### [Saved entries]
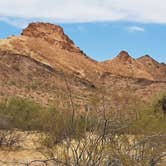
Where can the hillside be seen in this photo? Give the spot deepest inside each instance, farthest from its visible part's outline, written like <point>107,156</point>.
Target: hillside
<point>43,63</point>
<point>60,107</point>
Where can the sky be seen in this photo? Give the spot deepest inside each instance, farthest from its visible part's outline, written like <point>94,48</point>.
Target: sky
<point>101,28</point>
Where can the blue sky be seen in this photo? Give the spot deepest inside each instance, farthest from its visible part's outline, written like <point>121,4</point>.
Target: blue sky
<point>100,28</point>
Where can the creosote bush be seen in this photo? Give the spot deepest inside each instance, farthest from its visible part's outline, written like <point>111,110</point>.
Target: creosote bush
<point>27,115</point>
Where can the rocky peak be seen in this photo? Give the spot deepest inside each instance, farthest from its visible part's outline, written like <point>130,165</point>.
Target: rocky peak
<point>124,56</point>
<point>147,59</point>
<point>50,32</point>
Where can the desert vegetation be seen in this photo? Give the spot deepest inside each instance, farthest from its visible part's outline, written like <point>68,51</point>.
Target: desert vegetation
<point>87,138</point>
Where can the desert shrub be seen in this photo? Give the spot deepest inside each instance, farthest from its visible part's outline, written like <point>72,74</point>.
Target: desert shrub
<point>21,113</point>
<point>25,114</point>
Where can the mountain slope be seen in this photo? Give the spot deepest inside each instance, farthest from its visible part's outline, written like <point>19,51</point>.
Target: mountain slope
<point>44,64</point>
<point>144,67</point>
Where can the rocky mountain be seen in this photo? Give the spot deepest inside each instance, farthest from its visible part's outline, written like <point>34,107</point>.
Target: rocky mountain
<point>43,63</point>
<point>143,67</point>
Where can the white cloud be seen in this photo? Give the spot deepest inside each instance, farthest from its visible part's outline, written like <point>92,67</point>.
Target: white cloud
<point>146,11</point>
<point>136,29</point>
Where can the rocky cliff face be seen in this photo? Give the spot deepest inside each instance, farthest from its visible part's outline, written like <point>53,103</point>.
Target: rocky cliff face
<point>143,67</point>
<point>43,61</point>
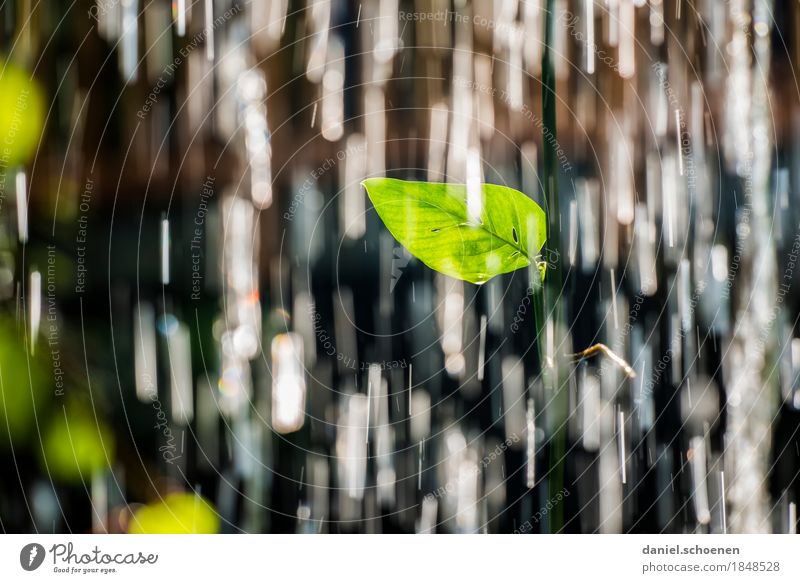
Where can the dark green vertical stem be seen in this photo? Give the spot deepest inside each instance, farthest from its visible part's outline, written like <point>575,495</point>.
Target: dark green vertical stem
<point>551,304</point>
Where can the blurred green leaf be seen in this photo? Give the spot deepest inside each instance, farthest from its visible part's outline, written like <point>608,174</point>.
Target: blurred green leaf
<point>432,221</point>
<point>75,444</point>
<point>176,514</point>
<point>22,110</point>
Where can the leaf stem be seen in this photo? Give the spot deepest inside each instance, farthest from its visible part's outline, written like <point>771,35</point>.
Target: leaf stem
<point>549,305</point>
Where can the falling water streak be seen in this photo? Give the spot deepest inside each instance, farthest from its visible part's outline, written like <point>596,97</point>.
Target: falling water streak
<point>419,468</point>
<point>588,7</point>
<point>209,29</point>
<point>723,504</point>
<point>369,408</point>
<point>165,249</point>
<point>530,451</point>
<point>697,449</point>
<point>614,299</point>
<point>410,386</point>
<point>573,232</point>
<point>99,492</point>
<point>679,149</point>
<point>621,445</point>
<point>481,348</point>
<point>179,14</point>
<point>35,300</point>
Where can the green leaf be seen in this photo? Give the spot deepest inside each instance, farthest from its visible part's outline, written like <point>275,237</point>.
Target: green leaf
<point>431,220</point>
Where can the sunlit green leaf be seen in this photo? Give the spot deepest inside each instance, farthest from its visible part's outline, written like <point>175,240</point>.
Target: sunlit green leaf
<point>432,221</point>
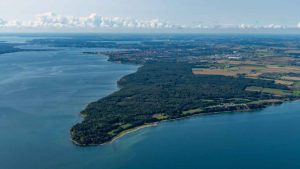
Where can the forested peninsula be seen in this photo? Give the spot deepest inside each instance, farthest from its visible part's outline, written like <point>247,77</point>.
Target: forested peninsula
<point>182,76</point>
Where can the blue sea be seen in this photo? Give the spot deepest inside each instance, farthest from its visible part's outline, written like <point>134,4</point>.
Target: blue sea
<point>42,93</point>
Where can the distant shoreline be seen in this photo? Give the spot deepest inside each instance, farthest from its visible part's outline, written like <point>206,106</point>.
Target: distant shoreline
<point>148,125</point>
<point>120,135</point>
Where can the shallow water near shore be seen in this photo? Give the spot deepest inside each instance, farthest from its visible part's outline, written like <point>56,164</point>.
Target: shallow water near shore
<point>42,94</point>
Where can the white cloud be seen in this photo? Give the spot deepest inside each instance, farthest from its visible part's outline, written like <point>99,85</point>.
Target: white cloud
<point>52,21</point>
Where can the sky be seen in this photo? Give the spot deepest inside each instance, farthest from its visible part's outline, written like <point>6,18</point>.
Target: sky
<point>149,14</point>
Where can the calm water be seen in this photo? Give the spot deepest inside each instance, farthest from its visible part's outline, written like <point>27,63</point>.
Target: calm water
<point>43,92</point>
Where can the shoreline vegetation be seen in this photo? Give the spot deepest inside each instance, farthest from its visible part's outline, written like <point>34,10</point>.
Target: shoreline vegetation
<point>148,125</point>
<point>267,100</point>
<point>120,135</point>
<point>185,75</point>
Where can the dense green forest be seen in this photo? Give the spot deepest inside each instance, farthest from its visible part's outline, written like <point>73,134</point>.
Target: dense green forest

### [Required work]
Type the entries again verbatim. Drop the images.

### [Answer to the exercise]
Where can the hillside be seen in this photo? Give the spot deepest inside each instance, farthest from its visible part's outline, written like <point>107,156</point>.
Target: hillside
<point>43,63</point>
<point>60,107</point>
Where can the sky be seen in this photo? Give the spot deepest inside each instance, farthest from its visible part's outline, written like <point>94,48</point>.
Target: sky
<point>101,28</point>
Where can the blue sky be seen in this photo? Give the spot deepest inside each instance, farthest from its visible part's outline, written like <point>121,4</point>.
Target: blue sky
<point>100,28</point>
Where can the creosote bush be seen in this photo? Give the spot deepest inside each instance, farthest from its visible part's outline, written like <point>111,110</point>.
Target: creosote bush
<point>27,115</point>
Where can the rocky peak be seen in this photo? Give the spot deepest inside each instance, farthest from its visible part's outline, written like <point>130,165</point>.
Target: rocky peak
<point>124,56</point>
<point>147,59</point>
<point>50,32</point>
Where can the desert vegetation be seen in this photo? Give the spot deepest inside each instance, farthest from its visible part's outline, written like <point>68,51</point>.
Target: desert vegetation
<point>87,138</point>
Where can the desert shrub be seen in this photo? Give the spot deepest inside each instance, farthest from its visible part's outline, written like <point>72,74</point>.
Target: desert shrub
<point>21,113</point>
<point>25,114</point>
Where can the mountain slope be seen in this photo? Give the spot deepest inside each instance, farthest from its visible part's outline, written like <point>19,51</point>.
Target: mountain slope
<point>44,64</point>
<point>144,67</point>
Where can the rocky mountain be seen in this photo? Give the spot deepest inside each instance, farthest from its visible part's outline, written like <point>34,107</point>.
Target: rocky mountain
<point>43,63</point>
<point>143,67</point>
Where can the white cloud be seen in this photo? Give the spot deepest inside each instance, farthest from its visible part's outline, written like <point>92,67</point>.
Target: white cloud
<point>146,11</point>
<point>136,29</point>
Where can the rocky cliff face be seen in this photo? Give the spot deepest inside each instance, farthest from its visible part's outline, written like <point>53,103</point>.
Target: rocky cliff face
<point>143,67</point>
<point>43,61</point>
Where can the dark green vertical stem be seen in this photo? Give the spot deepest inside each instance, farthest from its visible part's outline, written like <point>575,495</point>.
Target: dark green vertical stem
<point>551,304</point>
Where can the blurred green leaf be seen in this photo? Give the spot deepest inside each instance, farthest from its visible part's outline, written like <point>608,174</point>.
Target: blurred green leaf
<point>432,221</point>
<point>75,444</point>
<point>176,514</point>
<point>22,110</point>
Where can the leaf stem be seen in this photo? Give the spot deepest inside each instance, farthest from its visible part's outline, written like <point>771,35</point>.
Target: leaf stem
<point>549,305</point>
Where can the falling water streak be seen in this photo? Give the spot deepest inside each instance, farthest from its visible part's outline, written like <point>596,97</point>.
Target: falling water streak
<point>419,468</point>
<point>588,7</point>
<point>209,29</point>
<point>723,504</point>
<point>369,408</point>
<point>165,249</point>
<point>530,451</point>
<point>697,449</point>
<point>614,299</point>
<point>410,386</point>
<point>573,232</point>
<point>99,492</point>
<point>679,149</point>
<point>621,445</point>
<point>481,348</point>
<point>179,14</point>
<point>35,300</point>
Where can the green leaf be seen in this photo? Give the spot deepest inside each instance, farthest from its visible part's outline, written like <point>275,237</point>.
Target: green leaf
<point>431,220</point>
Where can the sunlit green leaf be seen in this photo? Give the spot deepest inside each instance, farthest from its visible part's outline, written like <point>175,240</point>.
Target: sunlit green leaf
<point>432,221</point>
Where can the forested peninsula be seen in this photo? Give the spot deepest inside each instance, farthest from its visible part's outline, written like <point>247,77</point>.
Target: forested peninsula
<point>182,76</point>
Where can the blue sea be seen in this photo? Give the spot deepest inside each instance, farthest from its visible part's outline, written like <point>134,4</point>.
Target: blue sea
<point>42,93</point>
Where can the distant shoreline be seen in this photo? Give the spot deepest inside each instance, farthest from its visible part's outline, written like <point>206,106</point>.
Target: distant shoreline
<point>148,125</point>
<point>120,135</point>
Where can the shallow water near shore be seen in this photo? Give the spot deepest inside each instance, farthest from its visible part's outline, written like <point>56,164</point>.
Target: shallow water near shore
<point>42,94</point>
Where can the white cloud be seen in this photo? Give the spot deepest inside each instance, farthest from its visible part's outline, written like <point>99,85</point>.
Target: white cloud
<point>52,21</point>
Where can the sky be seen in this photo? Give the spot deepest inside each instance, farthest from its visible part's outline, written like <point>6,18</point>.
Target: sky
<point>149,14</point>
Where can the calm water be seen in this photo? Give the spot deepest inside each instance, farthest from its visible part's outline, written like <point>27,63</point>.
Target: calm water
<point>43,92</point>
Where can the shoreline vegetation be seen in this photo? Give the spot deepest inside each instance, farthest from its visible part's outline, written like <point>34,10</point>.
Target: shoreline vegetation
<point>148,125</point>
<point>267,100</point>
<point>120,135</point>
<point>185,75</point>
Where can the dense green forest be seen in this photo? Give the spot deepest inside each instance, farthest from its visible part's outline, written like <point>73,134</point>.
Target: dense green forest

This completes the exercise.